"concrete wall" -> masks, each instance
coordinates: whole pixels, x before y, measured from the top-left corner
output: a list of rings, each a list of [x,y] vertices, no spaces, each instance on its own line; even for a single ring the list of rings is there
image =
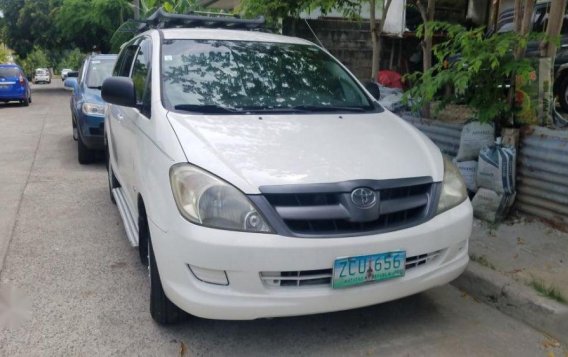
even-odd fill
[[[355,76],[367,79],[371,76],[373,48],[368,21],[341,19],[307,20],[325,48],[345,64]],[[310,31],[306,20],[285,19],[282,32],[285,35],[318,40]]]

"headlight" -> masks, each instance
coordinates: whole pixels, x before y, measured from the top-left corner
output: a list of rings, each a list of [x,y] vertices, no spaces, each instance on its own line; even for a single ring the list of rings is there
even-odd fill
[[[453,208],[467,198],[463,177],[454,163],[444,155],[444,182],[437,214]]]
[[[189,164],[170,169],[176,205],[188,221],[211,228],[270,233],[272,229],[235,187]]]
[[[83,114],[104,117],[105,106],[104,104],[83,103]]]

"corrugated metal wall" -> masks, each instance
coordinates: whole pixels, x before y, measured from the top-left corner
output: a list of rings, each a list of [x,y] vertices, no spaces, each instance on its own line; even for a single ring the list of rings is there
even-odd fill
[[[463,125],[399,114],[428,136],[445,154],[455,156]],[[568,131],[523,130],[517,158],[515,207],[568,229]]]
[[[421,119],[410,113],[399,113],[398,115],[426,134],[427,137],[438,145],[444,154],[452,157],[458,154],[463,124],[451,124]]]
[[[516,207],[568,225],[568,131],[541,127],[523,131]]]

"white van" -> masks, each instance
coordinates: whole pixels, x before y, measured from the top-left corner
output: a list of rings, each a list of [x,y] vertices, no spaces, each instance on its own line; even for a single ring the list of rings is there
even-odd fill
[[[352,309],[468,263],[456,167],[311,42],[152,29],[102,96],[111,198],[159,323]]]

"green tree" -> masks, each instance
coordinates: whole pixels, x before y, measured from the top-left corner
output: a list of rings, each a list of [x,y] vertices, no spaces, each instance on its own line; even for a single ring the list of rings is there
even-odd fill
[[[407,76],[414,86],[405,93],[405,100],[412,101],[414,109],[435,100],[440,101],[436,110],[449,103],[465,103],[481,122],[509,117],[514,107],[508,102],[505,84],[514,75],[524,81],[534,76],[530,60],[513,55],[516,46],[526,46],[529,37],[515,32],[487,37],[483,27],[466,30],[443,22],[421,25],[420,37],[427,36],[425,28],[430,36],[435,31],[445,33],[447,40],[434,46],[437,61],[430,69]],[[446,86],[455,95],[442,95]]]
[[[36,68],[52,67],[45,51],[37,46],[28,53],[26,58],[17,58],[16,62],[22,66],[28,76],[31,76]]]
[[[93,47],[108,52],[113,33],[132,16],[127,0],[63,0],[56,22],[68,43],[84,52]]]
[[[54,12],[61,0],[0,0],[3,41],[21,58],[34,46],[58,47],[61,44]]]
[[[0,44],[0,63],[8,62],[10,55],[10,51],[7,48],[4,48],[2,44]]]
[[[198,0],[139,0],[140,8],[137,9],[141,19],[150,16],[158,8],[176,14],[185,14],[191,11],[205,10]],[[127,21],[119,26],[110,39],[112,52],[118,52],[120,46],[129,41],[137,32],[139,23]]]
[[[63,57],[63,59],[59,62],[58,70],[63,68],[70,68],[74,70],[78,70],[85,59],[85,54],[81,53],[78,48],[75,48]]]

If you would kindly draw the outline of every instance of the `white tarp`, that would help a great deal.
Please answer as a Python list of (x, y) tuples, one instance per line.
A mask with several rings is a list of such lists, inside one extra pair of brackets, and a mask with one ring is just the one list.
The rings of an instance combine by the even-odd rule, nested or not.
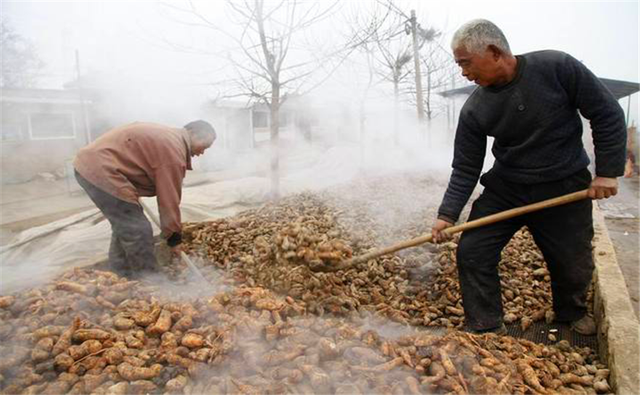
[[(415, 157), (406, 150), (381, 152), (383, 154), (363, 158), (356, 147), (300, 150), (282, 161), (280, 192), (285, 196), (344, 183), (363, 167), (375, 174), (416, 167)], [(424, 158), (421, 167), (428, 165), (428, 161)], [(264, 203), (269, 192), (268, 177), (244, 177), (185, 188), (182, 220), (205, 221), (232, 216)], [(155, 198), (145, 198), (144, 202), (157, 212)], [(33, 286), (70, 267), (106, 256), (110, 237), (109, 223), (97, 209), (22, 232), (0, 249), (0, 292)]]

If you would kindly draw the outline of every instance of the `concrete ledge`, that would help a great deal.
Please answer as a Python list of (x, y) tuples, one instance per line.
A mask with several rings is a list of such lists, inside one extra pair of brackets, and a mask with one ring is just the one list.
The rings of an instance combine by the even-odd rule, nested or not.
[(640, 394), (640, 324), (618, 266), (604, 216), (594, 204), (594, 314), (600, 356), (616, 394)]

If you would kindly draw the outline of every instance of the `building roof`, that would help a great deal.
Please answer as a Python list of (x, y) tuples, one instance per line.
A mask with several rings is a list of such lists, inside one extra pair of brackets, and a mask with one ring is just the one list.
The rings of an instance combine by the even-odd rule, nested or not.
[[(618, 100), (640, 91), (640, 84), (637, 82), (612, 80), (609, 78), (600, 78), (600, 81), (602, 81), (602, 83), (611, 91), (611, 93), (613, 93), (613, 96)], [(476, 87), (476, 85), (468, 85), (462, 88), (438, 92), (438, 94), (442, 97), (470, 95), (471, 92), (476, 89)]]
[[(80, 104), (78, 91), (61, 89), (0, 89), (0, 102)], [(85, 100), (85, 103), (88, 102)]]
[(616, 99), (622, 99), (640, 91), (640, 84), (637, 82), (611, 80), (609, 78), (600, 78), (600, 81), (609, 88)]

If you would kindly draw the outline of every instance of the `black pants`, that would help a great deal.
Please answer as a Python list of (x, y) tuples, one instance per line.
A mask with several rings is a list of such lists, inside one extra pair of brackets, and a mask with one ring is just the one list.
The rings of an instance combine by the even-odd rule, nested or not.
[[(591, 183), (591, 174), (584, 169), (559, 181), (523, 185), (507, 182), (489, 172), (482, 176), (480, 183), (485, 189), (473, 203), (469, 220), (586, 189)], [(468, 329), (491, 329), (502, 324), (500, 253), (525, 225), (551, 273), (556, 320), (573, 321), (584, 316), (594, 267), (591, 210), (592, 202), (586, 199), (464, 232), (457, 261)]]
[(78, 184), (111, 224), (109, 264), (123, 275), (156, 269), (153, 230), (142, 207), (120, 200), (91, 184), (77, 171)]

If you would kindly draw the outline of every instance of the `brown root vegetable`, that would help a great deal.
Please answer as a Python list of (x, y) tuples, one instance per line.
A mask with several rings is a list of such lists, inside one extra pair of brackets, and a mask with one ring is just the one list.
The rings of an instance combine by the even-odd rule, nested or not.
[(155, 393), (158, 388), (153, 382), (149, 380), (136, 380), (129, 383), (129, 394), (131, 395), (146, 395)]
[(540, 384), (538, 379), (538, 375), (535, 370), (529, 365), (529, 363), (524, 359), (518, 359), (516, 361), (516, 366), (518, 371), (522, 375), (524, 382), (530, 385), (534, 390), (545, 394), (545, 388)]
[(115, 347), (108, 348), (103, 355), (109, 365), (120, 364), (124, 357), (122, 351)]
[(181, 366), (185, 369), (189, 369), (195, 364), (195, 361), (189, 358), (181, 357), (180, 355), (176, 355), (176, 354), (167, 354), (165, 358), (169, 364)]
[(47, 387), (47, 385), (49, 385), (49, 384), (48, 383), (40, 383), (40, 384), (30, 385), (29, 387), (25, 388), (24, 391), (22, 391), (22, 395), (37, 395), (37, 394), (41, 394), (41, 393), (43, 393), (42, 391)]
[(13, 295), (0, 296), (0, 309), (11, 307), (16, 301)]
[(88, 393), (89, 391), (84, 387), (84, 381), (78, 381), (71, 387), (69, 392), (67, 392), (68, 395), (82, 395)]
[(118, 373), (127, 381), (151, 380), (157, 377), (161, 371), (162, 365), (160, 364), (155, 364), (149, 368), (135, 367), (127, 362), (118, 365)]
[(448, 375), (455, 376), (456, 374), (458, 374), (455, 365), (453, 364), (453, 362), (451, 362), (451, 359), (442, 348), (440, 349), (440, 363), (442, 363), (442, 367)]
[(188, 348), (199, 348), (204, 345), (204, 338), (197, 333), (187, 333), (182, 337), (180, 344)]
[(609, 378), (610, 370), (609, 369), (598, 369), (596, 370), (594, 381), (606, 380)]
[(422, 384), (434, 384), (442, 380), (446, 376), (447, 372), (442, 367), (442, 364), (438, 361), (434, 361), (429, 365), (429, 376), (422, 378)]
[(167, 381), (167, 384), (165, 385), (165, 391), (170, 394), (181, 393), (184, 387), (187, 385), (187, 382), (188, 380), (185, 376), (179, 375), (178, 377)]
[(69, 353), (69, 356), (75, 361), (80, 358), (84, 358), (89, 354), (86, 347), (83, 346), (71, 346), (69, 347), (69, 349), (67, 349), (67, 353)]
[(593, 377), (592, 376), (578, 376), (573, 373), (563, 373), (560, 375), (560, 381), (562, 384), (580, 384), (584, 386), (592, 386), (593, 385)]
[(33, 363), (44, 362), (49, 359), (49, 356), (51, 356), (51, 353), (49, 351), (39, 348), (34, 348), (33, 350), (31, 350), (31, 360), (33, 361)]
[(86, 286), (71, 281), (60, 281), (56, 283), (56, 289), (82, 295), (86, 295), (89, 292), (89, 289)]
[(169, 329), (171, 329), (171, 312), (163, 309), (156, 322), (149, 326), (146, 332), (149, 335), (160, 336)]
[(51, 337), (45, 337), (36, 343), (34, 349), (31, 351), (31, 359), (35, 363), (43, 362), (49, 358), (51, 350), (53, 350), (55, 342)]
[(336, 386), (335, 395), (360, 395), (362, 391), (353, 384), (339, 384)]
[(59, 325), (47, 325), (47, 326), (43, 326), (42, 328), (38, 328), (35, 331), (33, 331), (33, 336), (36, 339), (41, 339), (43, 337), (54, 337), (54, 336), (60, 336), (60, 334), (62, 334), (62, 332), (64, 332), (64, 326), (59, 326)]
[(523, 332), (526, 332), (531, 324), (533, 324), (533, 320), (530, 317), (522, 317), (520, 320), (520, 329), (522, 329)]
[(560, 369), (556, 366), (556, 364), (549, 361), (548, 359), (545, 359), (543, 363), (546, 367), (547, 372), (549, 372), (554, 378), (560, 377)]
[(386, 372), (398, 366), (401, 366), (403, 363), (404, 363), (404, 360), (402, 359), (402, 357), (397, 357), (390, 360), (389, 362), (385, 362), (383, 364), (374, 366), (372, 369), (378, 372)]
[(263, 355), (263, 361), (267, 364), (267, 366), (277, 366), (282, 365), (285, 362), (289, 362), (294, 360), (296, 357), (302, 355), (304, 349), (296, 348), (291, 351), (278, 351), (271, 350)]
[(107, 388), (105, 395), (127, 395), (129, 393), (129, 383), (122, 381)]
[(69, 356), (69, 354), (58, 354), (54, 359), (54, 366), (56, 370), (63, 372), (69, 370), (75, 360)]
[(92, 393), (96, 388), (109, 378), (106, 374), (86, 374), (82, 377), (83, 387), (86, 393)]
[(115, 304), (113, 304), (112, 302), (108, 301), (107, 299), (103, 298), (100, 295), (96, 296), (96, 303), (98, 303), (102, 307), (106, 307), (107, 309), (115, 310), (116, 308)]
[(168, 350), (173, 350), (178, 347), (178, 340), (176, 339), (176, 335), (171, 332), (165, 332), (162, 334), (162, 343), (160, 343), (160, 347), (166, 348)]
[(74, 318), (73, 322), (61, 335), (56, 344), (51, 350), (51, 355), (56, 356), (65, 352), (71, 346), (71, 337), (75, 333), (76, 329), (80, 326), (80, 318)]
[(600, 380), (593, 383), (593, 389), (599, 394), (608, 394), (611, 392), (611, 387), (607, 380)]
[(73, 332), (71, 339), (74, 342), (82, 343), (87, 340), (105, 341), (111, 337), (111, 333), (102, 329), (77, 329)]
[(49, 383), (43, 393), (44, 394), (65, 394), (69, 388), (71, 388), (71, 384), (68, 381), (54, 381)]
[(411, 395), (422, 395), (422, 391), (420, 391), (420, 382), (413, 376), (407, 376), (404, 379), (407, 388), (409, 388), (409, 393)]
[(117, 317), (113, 320), (113, 326), (119, 331), (131, 329), (135, 325), (136, 322), (130, 318)]
[(131, 319), (136, 325), (147, 327), (158, 320), (162, 309), (158, 306), (154, 307), (150, 312), (136, 311), (131, 314)]
[(191, 329), (191, 327), (193, 326), (193, 318), (190, 315), (185, 315), (182, 318), (180, 318), (175, 324), (173, 324), (173, 327), (171, 328), (171, 330), (177, 330), (177, 331), (186, 331)]
[(340, 350), (334, 341), (323, 338), (318, 342), (320, 359), (332, 360), (340, 355)]
[(386, 358), (380, 355), (376, 350), (367, 347), (350, 347), (343, 353), (352, 363), (360, 363), (362, 361), (368, 363), (381, 364), (386, 362)]
[(144, 347), (144, 341), (140, 340), (136, 336), (129, 334), (125, 337), (125, 343), (129, 348), (141, 349)]

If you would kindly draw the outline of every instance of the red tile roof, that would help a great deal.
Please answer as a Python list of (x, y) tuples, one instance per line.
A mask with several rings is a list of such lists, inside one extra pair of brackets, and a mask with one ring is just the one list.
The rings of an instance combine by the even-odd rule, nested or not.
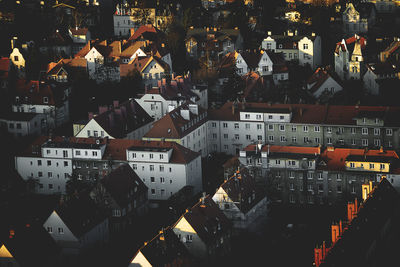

» **Task to complete**: In the records above, find the lines containing "roof" and copy them.

» **Exercise answer**:
If you would kindly draw the outline of every instance of the `building roof`, that would help a great deal.
If you would kindly draw the outline of every instance of the red tile roof, that would help a great deal.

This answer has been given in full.